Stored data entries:
══════════════════════════════

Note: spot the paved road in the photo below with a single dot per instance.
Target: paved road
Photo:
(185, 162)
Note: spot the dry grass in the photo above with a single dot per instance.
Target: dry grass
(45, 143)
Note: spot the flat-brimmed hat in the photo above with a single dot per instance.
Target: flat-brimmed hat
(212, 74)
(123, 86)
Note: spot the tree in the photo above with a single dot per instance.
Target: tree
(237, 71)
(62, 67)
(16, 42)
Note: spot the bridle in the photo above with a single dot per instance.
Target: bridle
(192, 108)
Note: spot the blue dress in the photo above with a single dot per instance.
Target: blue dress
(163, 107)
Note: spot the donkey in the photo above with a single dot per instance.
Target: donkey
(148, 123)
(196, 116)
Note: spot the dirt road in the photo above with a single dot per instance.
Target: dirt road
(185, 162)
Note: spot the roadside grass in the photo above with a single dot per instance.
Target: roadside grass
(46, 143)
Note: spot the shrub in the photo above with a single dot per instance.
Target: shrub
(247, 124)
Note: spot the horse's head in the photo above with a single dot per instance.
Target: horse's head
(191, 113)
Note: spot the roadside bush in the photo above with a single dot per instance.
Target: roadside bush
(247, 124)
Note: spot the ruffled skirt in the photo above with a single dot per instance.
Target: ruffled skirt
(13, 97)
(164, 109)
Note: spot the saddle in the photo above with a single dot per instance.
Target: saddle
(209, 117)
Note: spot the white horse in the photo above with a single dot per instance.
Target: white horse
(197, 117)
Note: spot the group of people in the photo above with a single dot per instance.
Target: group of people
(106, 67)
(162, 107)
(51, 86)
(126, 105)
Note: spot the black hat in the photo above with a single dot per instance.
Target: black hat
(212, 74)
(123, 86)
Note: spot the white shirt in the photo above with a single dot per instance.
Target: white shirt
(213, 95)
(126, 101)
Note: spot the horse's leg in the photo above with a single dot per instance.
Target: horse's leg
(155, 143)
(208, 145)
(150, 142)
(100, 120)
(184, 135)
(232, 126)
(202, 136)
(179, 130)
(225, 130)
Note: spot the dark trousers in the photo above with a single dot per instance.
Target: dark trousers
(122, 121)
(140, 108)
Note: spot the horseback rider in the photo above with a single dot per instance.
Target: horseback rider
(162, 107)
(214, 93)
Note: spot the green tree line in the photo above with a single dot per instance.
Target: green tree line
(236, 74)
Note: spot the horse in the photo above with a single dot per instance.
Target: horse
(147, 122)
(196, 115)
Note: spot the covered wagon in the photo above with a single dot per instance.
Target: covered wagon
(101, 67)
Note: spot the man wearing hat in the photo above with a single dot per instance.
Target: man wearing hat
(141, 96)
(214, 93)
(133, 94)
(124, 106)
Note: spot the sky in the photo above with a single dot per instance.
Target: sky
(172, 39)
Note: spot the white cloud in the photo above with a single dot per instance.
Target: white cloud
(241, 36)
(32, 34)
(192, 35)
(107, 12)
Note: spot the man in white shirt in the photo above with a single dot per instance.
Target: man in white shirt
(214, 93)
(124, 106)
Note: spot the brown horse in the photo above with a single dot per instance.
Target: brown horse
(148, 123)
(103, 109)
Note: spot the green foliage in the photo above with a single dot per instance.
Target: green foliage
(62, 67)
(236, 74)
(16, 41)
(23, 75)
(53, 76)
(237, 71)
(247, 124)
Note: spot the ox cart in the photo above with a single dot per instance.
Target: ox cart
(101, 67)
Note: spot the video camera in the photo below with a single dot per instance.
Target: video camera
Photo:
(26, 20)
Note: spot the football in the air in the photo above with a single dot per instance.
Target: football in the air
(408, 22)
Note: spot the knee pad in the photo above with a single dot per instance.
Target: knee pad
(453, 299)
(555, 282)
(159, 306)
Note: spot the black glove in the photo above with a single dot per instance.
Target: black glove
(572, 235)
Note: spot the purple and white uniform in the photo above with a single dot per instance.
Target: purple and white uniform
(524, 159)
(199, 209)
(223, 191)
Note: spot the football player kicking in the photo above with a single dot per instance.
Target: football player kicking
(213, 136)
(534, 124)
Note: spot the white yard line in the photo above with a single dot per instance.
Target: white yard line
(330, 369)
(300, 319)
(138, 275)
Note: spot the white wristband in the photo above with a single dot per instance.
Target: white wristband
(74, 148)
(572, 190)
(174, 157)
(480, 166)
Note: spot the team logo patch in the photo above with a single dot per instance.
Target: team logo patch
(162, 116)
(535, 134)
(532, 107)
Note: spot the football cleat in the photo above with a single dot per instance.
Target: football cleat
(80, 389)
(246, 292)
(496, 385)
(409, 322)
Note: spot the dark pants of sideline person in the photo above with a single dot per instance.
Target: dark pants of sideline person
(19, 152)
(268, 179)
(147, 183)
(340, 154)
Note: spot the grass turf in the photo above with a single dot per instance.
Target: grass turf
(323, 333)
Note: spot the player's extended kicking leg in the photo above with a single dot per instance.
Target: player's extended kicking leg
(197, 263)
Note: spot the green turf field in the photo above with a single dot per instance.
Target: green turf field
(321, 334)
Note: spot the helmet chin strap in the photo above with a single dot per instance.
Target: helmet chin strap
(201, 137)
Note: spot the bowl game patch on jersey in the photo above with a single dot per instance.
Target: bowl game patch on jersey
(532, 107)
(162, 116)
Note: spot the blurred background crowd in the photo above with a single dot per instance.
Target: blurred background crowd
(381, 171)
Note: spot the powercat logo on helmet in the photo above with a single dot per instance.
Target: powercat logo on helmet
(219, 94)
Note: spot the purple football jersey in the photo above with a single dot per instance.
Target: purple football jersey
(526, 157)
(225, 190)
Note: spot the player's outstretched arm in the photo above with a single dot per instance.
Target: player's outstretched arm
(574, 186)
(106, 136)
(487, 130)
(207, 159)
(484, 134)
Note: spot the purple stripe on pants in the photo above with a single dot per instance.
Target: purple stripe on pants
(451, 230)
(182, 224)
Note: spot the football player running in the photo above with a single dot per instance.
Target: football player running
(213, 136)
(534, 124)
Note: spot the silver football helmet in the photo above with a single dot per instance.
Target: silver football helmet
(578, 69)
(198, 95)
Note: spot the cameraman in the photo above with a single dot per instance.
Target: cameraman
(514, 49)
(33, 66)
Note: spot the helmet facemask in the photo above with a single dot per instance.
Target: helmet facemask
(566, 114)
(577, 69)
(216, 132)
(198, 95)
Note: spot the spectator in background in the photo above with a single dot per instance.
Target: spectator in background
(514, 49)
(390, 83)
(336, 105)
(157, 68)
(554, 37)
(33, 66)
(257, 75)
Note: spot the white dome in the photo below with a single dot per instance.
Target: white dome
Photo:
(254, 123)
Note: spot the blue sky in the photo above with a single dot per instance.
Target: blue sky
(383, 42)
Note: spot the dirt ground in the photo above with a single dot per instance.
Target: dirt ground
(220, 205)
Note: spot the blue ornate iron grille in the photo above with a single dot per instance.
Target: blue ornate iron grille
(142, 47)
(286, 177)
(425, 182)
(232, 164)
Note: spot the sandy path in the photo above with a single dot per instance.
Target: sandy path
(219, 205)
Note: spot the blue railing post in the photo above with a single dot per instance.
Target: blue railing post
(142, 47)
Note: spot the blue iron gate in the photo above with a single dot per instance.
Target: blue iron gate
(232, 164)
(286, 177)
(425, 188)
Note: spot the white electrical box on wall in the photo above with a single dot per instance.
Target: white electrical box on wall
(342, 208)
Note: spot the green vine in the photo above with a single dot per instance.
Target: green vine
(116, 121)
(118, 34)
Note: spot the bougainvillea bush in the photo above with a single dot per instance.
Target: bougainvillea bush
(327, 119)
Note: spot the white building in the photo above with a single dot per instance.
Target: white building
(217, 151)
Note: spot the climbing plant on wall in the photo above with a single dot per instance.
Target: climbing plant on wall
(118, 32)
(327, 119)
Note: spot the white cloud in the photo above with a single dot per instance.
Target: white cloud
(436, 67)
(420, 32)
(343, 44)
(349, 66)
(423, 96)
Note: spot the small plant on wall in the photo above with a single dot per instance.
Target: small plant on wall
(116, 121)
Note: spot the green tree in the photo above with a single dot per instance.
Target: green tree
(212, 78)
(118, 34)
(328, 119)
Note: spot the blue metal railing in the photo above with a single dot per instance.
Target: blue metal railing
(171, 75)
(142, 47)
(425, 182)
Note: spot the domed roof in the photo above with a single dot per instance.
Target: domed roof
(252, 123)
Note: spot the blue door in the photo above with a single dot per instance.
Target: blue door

══════════════════════════════

## What is expected
Only lines holding the word "paved" are wanted, so copy each of them from the records above.

## Answer for this exercise
Note: spot the paved road in the photo below with a single dot per instance.
Target: paved road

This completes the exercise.